Within the entries below, find the portion that opens with the line containing "Target: cabinet drawer" and closes with the line containing "Would you be so kind as to mark the wooden". Retype that portion exactly and only.

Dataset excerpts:
============================================================

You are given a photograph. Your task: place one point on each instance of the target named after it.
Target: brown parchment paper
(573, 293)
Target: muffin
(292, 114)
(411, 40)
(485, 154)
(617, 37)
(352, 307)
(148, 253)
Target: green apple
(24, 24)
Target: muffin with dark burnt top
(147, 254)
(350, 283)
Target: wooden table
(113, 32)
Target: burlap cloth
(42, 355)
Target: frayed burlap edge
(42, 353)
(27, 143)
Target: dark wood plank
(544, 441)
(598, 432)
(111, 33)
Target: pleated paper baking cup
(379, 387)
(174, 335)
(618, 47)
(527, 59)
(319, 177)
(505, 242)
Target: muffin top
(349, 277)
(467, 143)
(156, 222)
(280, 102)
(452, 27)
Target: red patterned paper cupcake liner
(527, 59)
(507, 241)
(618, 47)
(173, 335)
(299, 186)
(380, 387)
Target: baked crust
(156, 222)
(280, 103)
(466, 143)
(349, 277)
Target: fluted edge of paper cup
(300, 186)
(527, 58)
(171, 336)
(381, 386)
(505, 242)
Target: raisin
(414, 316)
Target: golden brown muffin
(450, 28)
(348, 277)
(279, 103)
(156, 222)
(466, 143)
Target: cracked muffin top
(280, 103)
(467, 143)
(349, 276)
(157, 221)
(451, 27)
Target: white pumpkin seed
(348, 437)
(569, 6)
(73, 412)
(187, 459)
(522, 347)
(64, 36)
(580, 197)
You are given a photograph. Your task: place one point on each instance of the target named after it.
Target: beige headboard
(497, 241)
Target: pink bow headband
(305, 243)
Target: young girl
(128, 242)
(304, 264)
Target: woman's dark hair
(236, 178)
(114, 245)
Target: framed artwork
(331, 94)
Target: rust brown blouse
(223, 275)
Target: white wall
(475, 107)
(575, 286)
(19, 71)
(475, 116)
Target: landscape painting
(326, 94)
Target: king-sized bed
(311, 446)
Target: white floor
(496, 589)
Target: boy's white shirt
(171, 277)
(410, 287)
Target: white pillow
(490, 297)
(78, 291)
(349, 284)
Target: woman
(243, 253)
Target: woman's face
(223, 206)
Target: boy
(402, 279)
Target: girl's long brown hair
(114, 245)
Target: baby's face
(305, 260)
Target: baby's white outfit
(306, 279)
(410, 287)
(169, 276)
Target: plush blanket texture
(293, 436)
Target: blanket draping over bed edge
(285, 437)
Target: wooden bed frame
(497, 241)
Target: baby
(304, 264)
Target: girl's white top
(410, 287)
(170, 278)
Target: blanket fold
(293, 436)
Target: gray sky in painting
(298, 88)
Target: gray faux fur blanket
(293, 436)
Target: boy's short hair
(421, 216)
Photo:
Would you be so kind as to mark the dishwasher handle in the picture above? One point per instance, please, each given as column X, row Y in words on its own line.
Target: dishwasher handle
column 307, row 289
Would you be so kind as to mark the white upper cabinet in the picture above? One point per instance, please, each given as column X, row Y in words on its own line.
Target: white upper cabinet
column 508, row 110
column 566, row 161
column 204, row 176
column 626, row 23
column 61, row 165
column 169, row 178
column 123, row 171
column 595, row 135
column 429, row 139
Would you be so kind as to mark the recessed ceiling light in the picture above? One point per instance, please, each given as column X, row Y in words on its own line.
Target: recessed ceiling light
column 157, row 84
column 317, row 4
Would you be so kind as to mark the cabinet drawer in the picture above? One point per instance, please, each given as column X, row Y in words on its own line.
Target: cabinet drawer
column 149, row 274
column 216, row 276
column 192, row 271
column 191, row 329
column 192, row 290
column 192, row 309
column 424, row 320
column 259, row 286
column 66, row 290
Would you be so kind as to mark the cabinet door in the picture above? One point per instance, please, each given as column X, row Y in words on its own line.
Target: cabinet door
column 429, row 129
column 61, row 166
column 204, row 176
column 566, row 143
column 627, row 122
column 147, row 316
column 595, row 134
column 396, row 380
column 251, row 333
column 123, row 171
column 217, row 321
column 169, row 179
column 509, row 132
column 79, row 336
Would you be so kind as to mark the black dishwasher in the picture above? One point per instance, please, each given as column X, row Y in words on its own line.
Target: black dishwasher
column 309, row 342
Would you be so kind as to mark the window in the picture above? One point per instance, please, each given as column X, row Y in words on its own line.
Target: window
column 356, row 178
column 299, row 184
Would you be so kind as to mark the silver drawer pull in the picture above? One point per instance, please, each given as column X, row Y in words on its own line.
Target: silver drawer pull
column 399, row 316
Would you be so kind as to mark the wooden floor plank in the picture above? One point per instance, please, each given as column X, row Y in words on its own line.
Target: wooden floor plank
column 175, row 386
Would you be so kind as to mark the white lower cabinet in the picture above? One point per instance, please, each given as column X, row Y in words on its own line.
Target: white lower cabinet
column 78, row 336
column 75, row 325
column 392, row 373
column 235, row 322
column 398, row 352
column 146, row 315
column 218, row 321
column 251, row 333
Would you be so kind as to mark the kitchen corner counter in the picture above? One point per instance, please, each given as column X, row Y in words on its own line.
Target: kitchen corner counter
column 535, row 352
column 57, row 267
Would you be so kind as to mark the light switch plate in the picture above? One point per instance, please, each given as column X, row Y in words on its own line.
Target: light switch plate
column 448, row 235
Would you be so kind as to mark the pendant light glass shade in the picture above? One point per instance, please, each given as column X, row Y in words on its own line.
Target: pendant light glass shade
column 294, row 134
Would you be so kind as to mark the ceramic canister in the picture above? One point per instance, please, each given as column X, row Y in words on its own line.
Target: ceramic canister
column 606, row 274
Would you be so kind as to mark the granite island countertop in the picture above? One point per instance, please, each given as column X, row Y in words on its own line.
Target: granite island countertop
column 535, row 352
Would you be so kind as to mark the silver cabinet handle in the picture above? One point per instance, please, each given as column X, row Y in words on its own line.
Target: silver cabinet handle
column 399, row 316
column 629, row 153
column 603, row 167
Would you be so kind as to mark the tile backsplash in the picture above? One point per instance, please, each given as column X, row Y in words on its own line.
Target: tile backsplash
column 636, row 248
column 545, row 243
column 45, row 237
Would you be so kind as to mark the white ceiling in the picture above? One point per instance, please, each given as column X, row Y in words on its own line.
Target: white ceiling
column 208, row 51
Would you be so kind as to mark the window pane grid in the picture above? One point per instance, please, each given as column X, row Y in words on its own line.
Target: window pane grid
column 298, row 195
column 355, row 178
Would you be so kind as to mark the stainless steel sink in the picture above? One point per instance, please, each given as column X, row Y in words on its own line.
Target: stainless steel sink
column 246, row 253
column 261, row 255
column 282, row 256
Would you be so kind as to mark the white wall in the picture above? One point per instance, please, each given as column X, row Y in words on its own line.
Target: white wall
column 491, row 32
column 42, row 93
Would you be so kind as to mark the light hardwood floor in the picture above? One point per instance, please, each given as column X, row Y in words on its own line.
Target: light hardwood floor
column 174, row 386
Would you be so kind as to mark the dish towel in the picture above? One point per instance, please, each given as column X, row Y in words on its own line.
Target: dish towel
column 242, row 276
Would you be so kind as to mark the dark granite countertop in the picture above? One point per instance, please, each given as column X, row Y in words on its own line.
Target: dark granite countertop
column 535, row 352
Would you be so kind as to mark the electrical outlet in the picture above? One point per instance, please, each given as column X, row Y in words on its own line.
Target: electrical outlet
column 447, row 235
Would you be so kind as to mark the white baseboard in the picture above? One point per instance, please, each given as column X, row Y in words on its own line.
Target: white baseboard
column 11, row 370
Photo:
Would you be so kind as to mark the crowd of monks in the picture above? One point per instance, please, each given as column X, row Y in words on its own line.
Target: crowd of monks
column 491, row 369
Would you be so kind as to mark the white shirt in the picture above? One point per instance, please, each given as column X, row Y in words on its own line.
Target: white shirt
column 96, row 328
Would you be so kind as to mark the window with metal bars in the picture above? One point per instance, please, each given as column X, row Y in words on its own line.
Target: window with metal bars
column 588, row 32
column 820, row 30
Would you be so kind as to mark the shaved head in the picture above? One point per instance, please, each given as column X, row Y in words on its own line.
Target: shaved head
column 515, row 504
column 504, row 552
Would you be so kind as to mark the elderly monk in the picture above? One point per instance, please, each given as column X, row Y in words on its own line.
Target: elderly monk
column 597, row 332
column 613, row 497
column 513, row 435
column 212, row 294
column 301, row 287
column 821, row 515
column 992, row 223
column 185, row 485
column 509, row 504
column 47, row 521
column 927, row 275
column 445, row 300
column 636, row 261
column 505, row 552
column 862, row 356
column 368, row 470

============================================================

Answer below:
Target: cabinet drawer
column 149, row 274
column 216, row 276
column 192, row 271
column 191, row 329
column 192, row 290
column 192, row 309
column 424, row 320
column 259, row 286
column 66, row 290
Would you be so kind as to mark the cabinet door in the picture above? One point per instance, please, each given as column X, row Y in words on its own line.
Target: cabinet door
column 429, row 129
column 61, row 166
column 204, row 176
column 566, row 143
column 627, row 122
column 147, row 316
column 595, row 134
column 396, row 380
column 251, row 333
column 123, row 171
column 217, row 321
column 169, row 179
column 509, row 132
column 79, row 336
Would you be so kind as to mark the black dishwasher in the picture above? One point per instance, please, each given as column X, row Y in words on its own line.
Target: black dishwasher
column 309, row 342
Would you be so kind as to mark the window in the picture above? One point per instance, please, each given as column X, row Y in words on its own line.
Target: window
column 356, row 178
column 299, row 184
Would you be so kind as to mark the silver drawer pull in the picture above? One point per instance, please, each given as column X, row Y in words on its own line.
Target: silver drawer pull
column 399, row 316
Would you be so kind as to mark the wooden floor plank in the picture above? One point per instance, please, each given as column X, row Y in words on its own line.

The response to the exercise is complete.